Rewrite every line of the items below, requests included, and multiply each point coordinate in the answers by 1.9, rounding to the nearest whole number with halves rounded up. Leave the numbers inside the requests and their sample formats as they are.

• [The input]
* begin *

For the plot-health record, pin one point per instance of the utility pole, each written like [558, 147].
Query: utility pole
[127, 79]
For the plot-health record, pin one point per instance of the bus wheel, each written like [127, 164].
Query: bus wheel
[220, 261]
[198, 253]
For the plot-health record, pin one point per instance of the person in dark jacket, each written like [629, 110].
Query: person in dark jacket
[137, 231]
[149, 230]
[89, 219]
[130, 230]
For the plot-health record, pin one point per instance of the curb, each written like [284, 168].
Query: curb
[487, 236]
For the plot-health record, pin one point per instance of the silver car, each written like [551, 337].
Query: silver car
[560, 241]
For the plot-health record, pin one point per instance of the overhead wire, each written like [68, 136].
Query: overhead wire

* end *

• [Reply to the exercise]
For the plot-health record, pin one point per instance of the utility pole, each written like [558, 147].
Query: utility pole
[241, 150]
For the plot-health record, pin one point per instance of the bus wheel, each written like [127, 164].
Query: bus wheel
[418, 496]
[376, 481]
For the plot-health record, pin one point per instance of the person in dark jacket, each written like [629, 110].
Query: person in dark jacket
[260, 439]
[283, 437]
[169, 416]
[247, 437]
For the plot-health record, pin one point per instance of the curb, each written like [284, 168].
Query: curb
[925, 448]
For the plot-health record, pin one point per instance of the silver car, each written like [551, 337].
Query: silver car
[1064, 458]
For the plot-health record, pin one point per instance of the overhead wire, each written like [68, 136].
Query: overhead wire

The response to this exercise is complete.